# [WHAT YOU WILL DO]
a) In the coffee ratio text, write out the part that opens with the words containing "Why: Immersion methods" and closes with "1:2 extraction ratio.", swapping "paper filters" for "metal screens".
b) Render this sentence from the coffee ratio text in Spanish: "A commercial portafilter basket requires exactly 18g of beans."

----- TEXT -----

The Coffee Bean to Water Ratio Calculator scales specialty recipes to any mug size automatically. For a standard 12 fluid ounce cup of coffee (approx 350ml), a standard 1:16 ratio dictates dividing exactly 350ml by 16. The exact result is 22 grams of ground coffee. The calculator easily toggles between Metric and Imperial if you require precise ounces, and instantly allows you to backwards-solve if you only possess a certain fixed amount of beans remaining in your bag.

Core Brewing Equations

Professional baristas never use volume-based scoops to dictate ratios; everything operates on strict gram-to-gram mass measurements:

Standard Dose Execution Pour_Water_Grams = Dry_Dose_Grams × Desired_Ratio
Target Yield Expansion Dry_Dose_Grams = Mug_Size_Volume ÷ Desired_Ratio

Methodology Comparison Scenarios

Scenario: French Press (Immersion)

Brewing a full liter (1,000ml) using a heavy, full-bodied French Press at a 1:12 ratio.

  • Target Water: 1,000 grams
  • Ratio: 1:12
  • Calculated Dose: 1,000 ÷ 12 = 83 grams
  • Total Output: Dark, structurally thick sludge.

Why: Immersion methods heavily lack paper filters to trap oils. Squeezing ratios below 1:14 dramatically increases the perceived strength and thickness of the final drink.

Scenario: True Espresso (Percolation)

A commercial portafilter basket requires exactly 18g of beans. The shop mandates a strict 1:2 extraction ratio.

  • Fixed Dose: 18 grams
  • Ratio: 1:2 ('Normale')
  • Target Yield: 18 × 2 = 36 grams of liquid espresso.

----- GIVEN ENTRIES -----

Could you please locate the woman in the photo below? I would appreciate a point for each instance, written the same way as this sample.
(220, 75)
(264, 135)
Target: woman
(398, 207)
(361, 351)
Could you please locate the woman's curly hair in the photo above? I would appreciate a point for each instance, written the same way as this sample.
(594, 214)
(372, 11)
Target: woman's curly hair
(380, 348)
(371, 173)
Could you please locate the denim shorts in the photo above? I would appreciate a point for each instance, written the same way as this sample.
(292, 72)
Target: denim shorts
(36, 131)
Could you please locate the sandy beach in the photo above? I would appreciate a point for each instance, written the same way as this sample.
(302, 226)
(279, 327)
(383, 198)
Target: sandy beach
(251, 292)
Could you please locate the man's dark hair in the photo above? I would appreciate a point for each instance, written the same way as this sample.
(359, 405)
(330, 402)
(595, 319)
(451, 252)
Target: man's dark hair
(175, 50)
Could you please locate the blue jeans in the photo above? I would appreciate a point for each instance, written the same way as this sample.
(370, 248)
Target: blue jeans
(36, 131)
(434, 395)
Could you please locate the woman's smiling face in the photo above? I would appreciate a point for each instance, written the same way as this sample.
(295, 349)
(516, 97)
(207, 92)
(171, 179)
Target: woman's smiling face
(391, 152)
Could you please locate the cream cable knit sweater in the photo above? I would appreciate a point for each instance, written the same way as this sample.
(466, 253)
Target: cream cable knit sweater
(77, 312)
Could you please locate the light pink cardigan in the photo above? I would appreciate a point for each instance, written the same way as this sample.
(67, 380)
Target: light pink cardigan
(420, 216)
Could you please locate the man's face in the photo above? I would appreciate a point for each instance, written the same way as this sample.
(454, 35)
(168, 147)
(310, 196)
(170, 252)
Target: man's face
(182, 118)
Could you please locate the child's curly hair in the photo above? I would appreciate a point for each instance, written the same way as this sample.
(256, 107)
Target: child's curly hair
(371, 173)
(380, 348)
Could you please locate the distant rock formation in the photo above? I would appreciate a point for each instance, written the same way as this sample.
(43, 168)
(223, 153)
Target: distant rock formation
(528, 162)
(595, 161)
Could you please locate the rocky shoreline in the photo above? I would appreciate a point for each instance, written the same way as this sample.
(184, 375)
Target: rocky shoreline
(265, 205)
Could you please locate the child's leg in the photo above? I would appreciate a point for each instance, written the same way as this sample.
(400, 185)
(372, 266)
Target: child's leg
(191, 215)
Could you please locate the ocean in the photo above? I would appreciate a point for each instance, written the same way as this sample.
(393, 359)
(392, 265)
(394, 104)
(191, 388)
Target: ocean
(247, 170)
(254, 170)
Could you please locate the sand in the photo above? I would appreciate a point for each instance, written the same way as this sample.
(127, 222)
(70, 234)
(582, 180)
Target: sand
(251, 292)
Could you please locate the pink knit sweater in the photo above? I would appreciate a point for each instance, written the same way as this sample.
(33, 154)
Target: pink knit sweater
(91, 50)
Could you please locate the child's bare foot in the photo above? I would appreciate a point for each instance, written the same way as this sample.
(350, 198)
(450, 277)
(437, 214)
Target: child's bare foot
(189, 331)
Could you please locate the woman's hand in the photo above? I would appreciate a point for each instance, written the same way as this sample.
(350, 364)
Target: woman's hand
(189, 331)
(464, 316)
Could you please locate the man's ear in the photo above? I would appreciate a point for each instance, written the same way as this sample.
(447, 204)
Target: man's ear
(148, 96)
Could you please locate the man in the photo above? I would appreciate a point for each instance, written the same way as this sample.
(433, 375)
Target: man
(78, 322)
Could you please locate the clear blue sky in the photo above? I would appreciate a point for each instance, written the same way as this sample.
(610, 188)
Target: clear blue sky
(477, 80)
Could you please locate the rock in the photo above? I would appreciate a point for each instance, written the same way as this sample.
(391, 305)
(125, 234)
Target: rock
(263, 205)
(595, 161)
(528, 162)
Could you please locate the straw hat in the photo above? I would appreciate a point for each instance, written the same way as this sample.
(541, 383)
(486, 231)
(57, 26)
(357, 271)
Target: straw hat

-----

# [ANSWERS TO EACH TASK]
a)
Why: Immersion methods heavily lack metal screens to trap oils. Squeezing ratios below 1:14 dramatically increases the perceived strength and thickness of the final drink.

Scenario: True Espresso (Percolation)

A commercial portafilter basket requires exactly 18g of beans. The shop mandates a strict 1:2 extraction ratio.

b) Una cesta de portafiltro comercial requiere exactamente 18 g de granos.